== Extrait du document ==

Oui, et c'est contagieux!  :Laughing: 

----------

## boozo

 *yesi wrote:*   

>  *Neuromancien wrote:*   
> 
> Après une mise à jour et un etc-update, de nombreux programmes ne fonctionnent plus correctement, en particulier Apache. 
> 
> pour moi, c'est juste une affirmation... 

 

@ALL

[Mode faruge'="Simon jérémy"] On vote ? on vote moi je dis : y bluff !  :Laughing: 

[/Mode faruge'="Simon jérémy"]

----------

## sifran

bluf:lol:

----------

## Neuromancien

 *kernel_sensei wrote:*   

>  *Neuromancien wrote:*    *blasserre wrote:*   https://forums.gentoo.org/viewtopic-t-347528.html 
> 
> Quel rapport avec ma question ? Si n'avez pas de solution, abstenez vous de répondre.  
> 
> le rapport, c'est que "Ça ne marche plus !!", c'est vachement générique, et on ne fait pas encore dans la divination ...
> ...

 

Entre autres au démarrage d'Apache, j'ai une erreur "Unexpected end of file" concernant le fichier /etc/conf.d/apache2. Et quand je veux lancer un script PHP, Firefox me propose d'ouvrir le fichier. J'ai corrigé les différents fichiers de config (http.conf...) sans résultat.

----------

## Dais

Pourrais-tu préciser ce qui avait été mis à jour, et comment tu as procédé pour le etc-update stp ?

== Énoncé 1 ==
Relevez chaque ligne ci-dessous qui contient la chaîne "blonde", en tenant compte de la casse.

== Liste des lignes ==
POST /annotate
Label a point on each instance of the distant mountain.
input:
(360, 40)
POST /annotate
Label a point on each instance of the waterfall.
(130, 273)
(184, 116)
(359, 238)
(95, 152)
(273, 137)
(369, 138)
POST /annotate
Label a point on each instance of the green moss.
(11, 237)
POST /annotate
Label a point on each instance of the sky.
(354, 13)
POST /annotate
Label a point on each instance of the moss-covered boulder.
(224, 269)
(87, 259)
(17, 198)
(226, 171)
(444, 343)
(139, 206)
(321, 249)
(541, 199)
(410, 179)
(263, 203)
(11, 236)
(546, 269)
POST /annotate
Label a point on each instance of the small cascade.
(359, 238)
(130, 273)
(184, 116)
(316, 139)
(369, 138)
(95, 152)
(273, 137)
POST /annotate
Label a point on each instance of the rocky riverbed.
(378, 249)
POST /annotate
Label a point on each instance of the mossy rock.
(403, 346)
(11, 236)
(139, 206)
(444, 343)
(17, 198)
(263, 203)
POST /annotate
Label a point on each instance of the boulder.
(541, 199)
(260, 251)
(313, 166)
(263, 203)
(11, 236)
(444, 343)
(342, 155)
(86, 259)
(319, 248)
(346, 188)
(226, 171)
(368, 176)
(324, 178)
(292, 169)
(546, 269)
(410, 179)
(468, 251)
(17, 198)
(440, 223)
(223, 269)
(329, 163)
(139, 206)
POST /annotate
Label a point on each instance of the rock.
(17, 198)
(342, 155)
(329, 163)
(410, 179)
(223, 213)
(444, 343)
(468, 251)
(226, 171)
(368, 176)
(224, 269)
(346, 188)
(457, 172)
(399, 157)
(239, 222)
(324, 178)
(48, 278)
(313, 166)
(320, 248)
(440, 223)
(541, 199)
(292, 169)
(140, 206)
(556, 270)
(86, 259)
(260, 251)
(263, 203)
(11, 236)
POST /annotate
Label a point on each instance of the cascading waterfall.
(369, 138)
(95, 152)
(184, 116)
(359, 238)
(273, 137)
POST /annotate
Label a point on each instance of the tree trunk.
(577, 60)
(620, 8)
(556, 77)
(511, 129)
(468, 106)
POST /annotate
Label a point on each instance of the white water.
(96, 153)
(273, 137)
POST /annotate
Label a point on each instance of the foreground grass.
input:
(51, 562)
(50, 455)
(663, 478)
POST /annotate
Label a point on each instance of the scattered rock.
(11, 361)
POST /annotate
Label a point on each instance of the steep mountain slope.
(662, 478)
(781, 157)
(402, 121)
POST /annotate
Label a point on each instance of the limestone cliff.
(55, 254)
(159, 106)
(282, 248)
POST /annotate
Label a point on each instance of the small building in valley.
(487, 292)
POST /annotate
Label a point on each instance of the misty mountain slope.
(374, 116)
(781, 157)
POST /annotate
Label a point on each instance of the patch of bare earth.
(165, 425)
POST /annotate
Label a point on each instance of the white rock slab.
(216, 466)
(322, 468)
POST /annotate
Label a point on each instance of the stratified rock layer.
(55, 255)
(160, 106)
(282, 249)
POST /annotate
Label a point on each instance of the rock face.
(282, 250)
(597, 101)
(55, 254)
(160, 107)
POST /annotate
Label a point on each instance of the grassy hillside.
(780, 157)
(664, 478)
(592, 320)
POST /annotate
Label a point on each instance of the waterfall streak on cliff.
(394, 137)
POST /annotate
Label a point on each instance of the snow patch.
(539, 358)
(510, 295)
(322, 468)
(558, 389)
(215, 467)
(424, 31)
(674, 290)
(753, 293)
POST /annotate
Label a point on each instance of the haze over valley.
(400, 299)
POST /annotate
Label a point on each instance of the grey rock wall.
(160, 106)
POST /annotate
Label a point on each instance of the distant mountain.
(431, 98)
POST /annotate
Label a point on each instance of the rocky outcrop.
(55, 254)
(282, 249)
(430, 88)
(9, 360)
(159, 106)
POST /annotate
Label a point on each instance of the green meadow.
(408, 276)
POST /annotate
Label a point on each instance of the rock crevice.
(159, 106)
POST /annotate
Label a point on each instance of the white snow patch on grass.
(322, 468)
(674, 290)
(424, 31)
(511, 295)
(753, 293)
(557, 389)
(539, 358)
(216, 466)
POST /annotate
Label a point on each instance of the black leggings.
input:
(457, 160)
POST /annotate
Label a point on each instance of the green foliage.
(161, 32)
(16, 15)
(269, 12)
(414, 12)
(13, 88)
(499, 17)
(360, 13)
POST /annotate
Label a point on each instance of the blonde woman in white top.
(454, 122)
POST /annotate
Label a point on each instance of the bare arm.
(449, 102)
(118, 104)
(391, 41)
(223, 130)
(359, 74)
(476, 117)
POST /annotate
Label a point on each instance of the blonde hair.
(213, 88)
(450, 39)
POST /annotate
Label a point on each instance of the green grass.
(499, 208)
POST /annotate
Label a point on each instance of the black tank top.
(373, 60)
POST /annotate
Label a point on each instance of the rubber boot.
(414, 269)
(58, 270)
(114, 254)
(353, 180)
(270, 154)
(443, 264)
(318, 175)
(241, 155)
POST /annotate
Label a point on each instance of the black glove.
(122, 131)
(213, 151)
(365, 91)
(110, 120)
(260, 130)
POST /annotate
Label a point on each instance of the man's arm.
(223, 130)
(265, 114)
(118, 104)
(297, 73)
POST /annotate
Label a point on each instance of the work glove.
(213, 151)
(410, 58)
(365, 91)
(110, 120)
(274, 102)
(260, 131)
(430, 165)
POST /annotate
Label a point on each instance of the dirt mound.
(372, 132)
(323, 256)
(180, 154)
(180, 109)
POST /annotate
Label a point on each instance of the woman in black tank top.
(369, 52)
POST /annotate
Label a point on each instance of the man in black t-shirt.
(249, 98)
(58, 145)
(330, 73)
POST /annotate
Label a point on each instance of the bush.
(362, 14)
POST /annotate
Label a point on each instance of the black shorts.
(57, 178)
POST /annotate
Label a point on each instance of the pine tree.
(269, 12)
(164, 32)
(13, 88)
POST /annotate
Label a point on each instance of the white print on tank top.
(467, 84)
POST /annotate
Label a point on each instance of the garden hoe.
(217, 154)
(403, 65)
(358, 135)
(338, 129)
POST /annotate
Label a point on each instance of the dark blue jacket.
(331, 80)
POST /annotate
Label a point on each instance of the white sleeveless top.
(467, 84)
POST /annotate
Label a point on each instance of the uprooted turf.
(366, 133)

== Énoncé 2 ==
Reproduisez le passage du fil de discussion sur la panne d'Apache ci-dessus, en commençant à "Oui, et c'est" et en terminant à "juste une affirmation...".

== Corrigé détaillé 1 ==
Label a point on each instance of the blonde woman in white top.
Label a point on each instance of the blonde hair.

== Corrigé détaillé 2 ==
Oui, et c'est contagieux!  :Laughing: 

----------

## boozo

 *yesi wrote:*   

>  *Neuromancien wrote:*   
> 
> Après une mise à jour et un etc-update, de nombreux programmes ne fonctionnent plus correctement, en particulier Apache. 
> 
> pour moi, c'est juste une affirmation...